• Task statement: Report every line of the entries below that contains the word "distant", copying each such line in full.

>>>>>

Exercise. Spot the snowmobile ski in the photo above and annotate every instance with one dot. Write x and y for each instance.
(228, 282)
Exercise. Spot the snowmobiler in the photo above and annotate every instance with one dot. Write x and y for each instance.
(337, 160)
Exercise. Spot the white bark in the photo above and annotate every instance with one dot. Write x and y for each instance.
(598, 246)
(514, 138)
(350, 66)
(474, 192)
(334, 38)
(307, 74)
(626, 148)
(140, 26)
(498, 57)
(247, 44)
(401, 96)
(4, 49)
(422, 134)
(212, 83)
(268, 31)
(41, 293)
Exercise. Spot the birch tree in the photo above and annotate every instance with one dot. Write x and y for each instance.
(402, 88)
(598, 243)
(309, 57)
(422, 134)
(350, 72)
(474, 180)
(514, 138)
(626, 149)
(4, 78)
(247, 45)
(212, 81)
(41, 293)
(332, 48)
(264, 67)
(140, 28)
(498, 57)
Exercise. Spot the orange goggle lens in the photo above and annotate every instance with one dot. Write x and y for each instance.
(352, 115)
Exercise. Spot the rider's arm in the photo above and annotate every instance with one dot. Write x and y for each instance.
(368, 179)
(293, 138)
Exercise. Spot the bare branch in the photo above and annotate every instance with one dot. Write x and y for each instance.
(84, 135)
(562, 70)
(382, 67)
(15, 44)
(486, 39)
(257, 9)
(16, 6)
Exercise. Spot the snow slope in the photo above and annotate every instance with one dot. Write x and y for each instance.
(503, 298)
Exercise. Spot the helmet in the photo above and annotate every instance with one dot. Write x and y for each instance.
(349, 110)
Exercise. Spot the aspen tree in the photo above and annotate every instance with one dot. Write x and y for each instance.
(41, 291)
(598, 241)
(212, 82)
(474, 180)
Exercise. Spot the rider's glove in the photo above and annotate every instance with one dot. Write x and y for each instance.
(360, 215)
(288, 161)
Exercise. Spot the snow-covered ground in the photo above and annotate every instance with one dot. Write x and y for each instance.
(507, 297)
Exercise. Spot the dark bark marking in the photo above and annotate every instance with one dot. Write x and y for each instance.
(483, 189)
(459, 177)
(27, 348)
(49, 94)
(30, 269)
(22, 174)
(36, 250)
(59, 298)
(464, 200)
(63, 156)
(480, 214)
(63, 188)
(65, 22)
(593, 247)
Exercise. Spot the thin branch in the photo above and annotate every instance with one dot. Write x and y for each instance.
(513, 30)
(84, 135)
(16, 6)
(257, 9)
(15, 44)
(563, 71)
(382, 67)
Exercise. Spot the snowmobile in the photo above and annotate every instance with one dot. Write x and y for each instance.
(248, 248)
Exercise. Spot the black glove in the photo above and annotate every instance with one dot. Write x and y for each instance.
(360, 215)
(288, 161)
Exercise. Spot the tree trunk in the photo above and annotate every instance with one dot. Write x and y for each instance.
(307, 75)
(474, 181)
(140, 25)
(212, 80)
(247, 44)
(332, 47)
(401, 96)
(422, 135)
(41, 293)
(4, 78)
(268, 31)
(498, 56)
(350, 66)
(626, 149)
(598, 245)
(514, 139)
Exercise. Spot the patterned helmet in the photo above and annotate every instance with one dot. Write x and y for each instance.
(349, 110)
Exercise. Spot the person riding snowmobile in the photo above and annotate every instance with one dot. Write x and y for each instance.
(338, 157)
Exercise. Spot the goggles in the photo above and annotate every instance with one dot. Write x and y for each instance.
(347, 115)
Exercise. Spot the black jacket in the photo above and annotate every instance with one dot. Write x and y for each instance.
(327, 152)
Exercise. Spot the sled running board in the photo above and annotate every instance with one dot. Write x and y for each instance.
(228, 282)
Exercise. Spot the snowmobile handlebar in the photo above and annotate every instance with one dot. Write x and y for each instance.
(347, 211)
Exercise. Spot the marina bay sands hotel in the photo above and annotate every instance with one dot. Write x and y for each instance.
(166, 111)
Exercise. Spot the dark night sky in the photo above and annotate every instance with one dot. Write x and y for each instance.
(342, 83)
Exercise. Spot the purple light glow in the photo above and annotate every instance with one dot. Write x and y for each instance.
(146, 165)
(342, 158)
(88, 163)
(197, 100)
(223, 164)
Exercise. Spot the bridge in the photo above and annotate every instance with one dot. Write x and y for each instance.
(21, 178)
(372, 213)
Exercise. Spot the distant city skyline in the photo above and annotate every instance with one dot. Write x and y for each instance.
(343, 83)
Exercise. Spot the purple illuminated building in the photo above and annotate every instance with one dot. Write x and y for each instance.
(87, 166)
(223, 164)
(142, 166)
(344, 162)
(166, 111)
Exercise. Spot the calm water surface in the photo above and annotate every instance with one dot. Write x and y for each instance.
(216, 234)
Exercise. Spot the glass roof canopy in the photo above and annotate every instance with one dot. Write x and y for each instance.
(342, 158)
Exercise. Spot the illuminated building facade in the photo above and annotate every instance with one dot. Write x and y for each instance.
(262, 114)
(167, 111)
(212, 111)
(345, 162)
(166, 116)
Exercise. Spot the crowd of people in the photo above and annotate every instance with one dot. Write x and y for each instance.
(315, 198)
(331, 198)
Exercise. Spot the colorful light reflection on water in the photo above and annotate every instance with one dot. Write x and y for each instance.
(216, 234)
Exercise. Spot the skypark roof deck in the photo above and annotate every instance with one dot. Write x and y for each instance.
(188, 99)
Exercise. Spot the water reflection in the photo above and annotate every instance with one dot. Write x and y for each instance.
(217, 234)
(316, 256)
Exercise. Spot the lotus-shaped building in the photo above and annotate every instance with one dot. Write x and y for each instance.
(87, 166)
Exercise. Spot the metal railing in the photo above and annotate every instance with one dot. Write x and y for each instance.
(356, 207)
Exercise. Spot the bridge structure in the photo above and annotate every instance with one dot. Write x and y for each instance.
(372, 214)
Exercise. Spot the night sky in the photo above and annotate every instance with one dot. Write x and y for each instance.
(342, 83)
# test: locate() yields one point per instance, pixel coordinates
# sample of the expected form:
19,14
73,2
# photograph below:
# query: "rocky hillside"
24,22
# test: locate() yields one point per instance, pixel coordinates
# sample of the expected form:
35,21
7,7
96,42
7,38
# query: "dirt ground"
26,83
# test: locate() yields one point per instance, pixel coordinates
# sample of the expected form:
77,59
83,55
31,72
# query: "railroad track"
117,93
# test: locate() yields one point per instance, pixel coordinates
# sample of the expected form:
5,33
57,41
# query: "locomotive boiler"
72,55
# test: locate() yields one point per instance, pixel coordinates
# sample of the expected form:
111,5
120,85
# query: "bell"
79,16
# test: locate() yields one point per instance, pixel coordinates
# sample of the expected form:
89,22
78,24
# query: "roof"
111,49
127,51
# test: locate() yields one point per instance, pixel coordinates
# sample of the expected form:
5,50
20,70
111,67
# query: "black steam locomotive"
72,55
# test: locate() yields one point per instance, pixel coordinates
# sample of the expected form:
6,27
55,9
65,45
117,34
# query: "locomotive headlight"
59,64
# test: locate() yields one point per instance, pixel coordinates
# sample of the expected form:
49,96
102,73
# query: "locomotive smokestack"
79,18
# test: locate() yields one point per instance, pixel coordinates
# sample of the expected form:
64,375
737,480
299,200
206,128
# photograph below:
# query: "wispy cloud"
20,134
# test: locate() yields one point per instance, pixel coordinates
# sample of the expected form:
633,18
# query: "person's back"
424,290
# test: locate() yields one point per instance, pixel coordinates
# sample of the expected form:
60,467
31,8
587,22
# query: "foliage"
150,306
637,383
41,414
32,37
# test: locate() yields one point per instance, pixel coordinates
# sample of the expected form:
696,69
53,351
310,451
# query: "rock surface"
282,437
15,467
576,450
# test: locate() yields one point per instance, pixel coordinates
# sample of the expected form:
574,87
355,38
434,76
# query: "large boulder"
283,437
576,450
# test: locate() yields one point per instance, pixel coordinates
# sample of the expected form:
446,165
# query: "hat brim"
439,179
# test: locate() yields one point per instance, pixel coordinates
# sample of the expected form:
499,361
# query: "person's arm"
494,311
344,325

<<<<<
>>>>>

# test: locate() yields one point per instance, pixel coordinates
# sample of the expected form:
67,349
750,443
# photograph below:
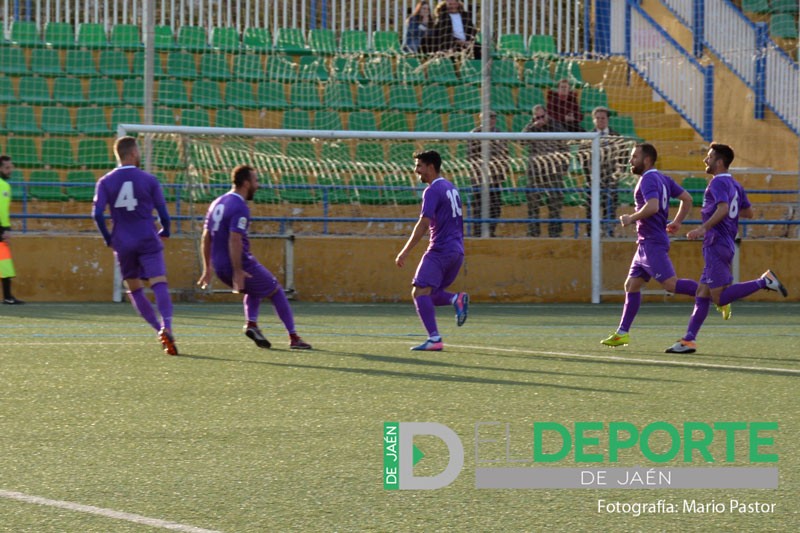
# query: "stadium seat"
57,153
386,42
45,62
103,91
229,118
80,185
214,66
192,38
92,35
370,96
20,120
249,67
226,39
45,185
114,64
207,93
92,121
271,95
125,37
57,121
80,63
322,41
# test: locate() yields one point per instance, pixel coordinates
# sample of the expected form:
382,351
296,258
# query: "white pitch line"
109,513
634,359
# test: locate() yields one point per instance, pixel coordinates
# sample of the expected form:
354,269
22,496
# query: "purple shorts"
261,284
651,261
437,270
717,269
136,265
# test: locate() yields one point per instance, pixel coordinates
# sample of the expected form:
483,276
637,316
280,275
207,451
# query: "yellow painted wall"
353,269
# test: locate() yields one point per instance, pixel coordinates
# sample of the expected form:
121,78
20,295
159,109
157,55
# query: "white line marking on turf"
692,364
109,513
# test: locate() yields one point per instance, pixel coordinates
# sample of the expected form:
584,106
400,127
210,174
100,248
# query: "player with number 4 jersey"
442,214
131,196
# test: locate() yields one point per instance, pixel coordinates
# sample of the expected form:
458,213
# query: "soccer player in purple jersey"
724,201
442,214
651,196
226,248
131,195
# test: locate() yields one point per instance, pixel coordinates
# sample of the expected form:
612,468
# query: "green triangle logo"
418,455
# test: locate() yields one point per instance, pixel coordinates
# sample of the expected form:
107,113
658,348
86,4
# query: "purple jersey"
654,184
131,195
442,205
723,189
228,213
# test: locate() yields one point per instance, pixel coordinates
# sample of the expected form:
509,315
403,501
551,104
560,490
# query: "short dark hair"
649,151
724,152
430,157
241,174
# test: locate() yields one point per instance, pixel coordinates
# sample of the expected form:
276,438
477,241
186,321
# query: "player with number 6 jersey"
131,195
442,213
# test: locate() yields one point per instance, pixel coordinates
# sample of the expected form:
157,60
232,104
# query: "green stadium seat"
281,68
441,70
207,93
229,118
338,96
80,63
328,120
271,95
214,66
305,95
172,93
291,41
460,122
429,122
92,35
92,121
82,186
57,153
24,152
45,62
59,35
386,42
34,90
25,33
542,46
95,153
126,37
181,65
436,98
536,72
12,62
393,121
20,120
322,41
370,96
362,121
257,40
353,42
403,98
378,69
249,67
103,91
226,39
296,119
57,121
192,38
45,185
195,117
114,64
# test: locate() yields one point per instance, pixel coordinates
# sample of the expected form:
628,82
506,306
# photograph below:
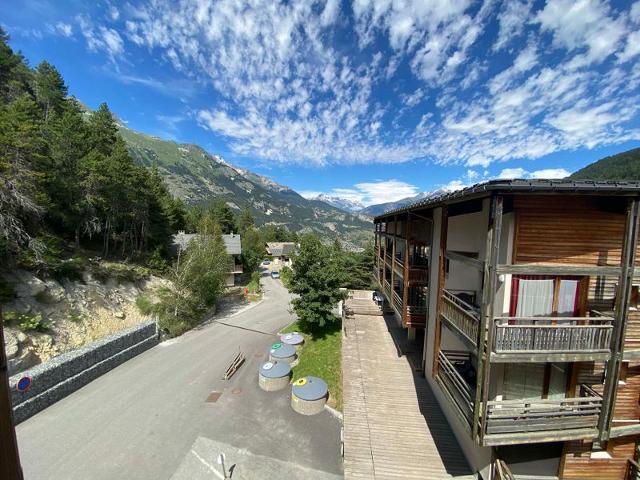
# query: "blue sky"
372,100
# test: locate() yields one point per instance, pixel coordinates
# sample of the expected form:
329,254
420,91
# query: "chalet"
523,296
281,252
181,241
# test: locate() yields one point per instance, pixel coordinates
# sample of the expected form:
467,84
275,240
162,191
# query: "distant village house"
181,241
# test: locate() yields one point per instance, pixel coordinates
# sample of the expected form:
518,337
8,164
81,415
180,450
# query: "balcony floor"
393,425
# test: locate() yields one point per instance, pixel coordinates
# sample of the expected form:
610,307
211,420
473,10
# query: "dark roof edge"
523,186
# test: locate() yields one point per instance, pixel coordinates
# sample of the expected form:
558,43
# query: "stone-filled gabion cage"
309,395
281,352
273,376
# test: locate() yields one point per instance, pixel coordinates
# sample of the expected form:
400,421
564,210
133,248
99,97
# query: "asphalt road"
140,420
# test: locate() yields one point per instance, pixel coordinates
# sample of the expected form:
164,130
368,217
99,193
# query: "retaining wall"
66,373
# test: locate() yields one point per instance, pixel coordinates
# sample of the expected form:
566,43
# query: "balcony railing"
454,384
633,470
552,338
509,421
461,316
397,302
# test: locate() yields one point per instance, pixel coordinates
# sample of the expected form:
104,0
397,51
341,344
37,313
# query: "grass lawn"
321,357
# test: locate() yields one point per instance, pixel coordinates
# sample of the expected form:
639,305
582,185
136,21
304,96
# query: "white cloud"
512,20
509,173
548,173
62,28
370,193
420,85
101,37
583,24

<<<<<

• Reply to the exercise:
Exercise. Spot the distant city skyline in the photo above and annotate every instance with one dot. Write x and y for each instance.
# query: "distant village house"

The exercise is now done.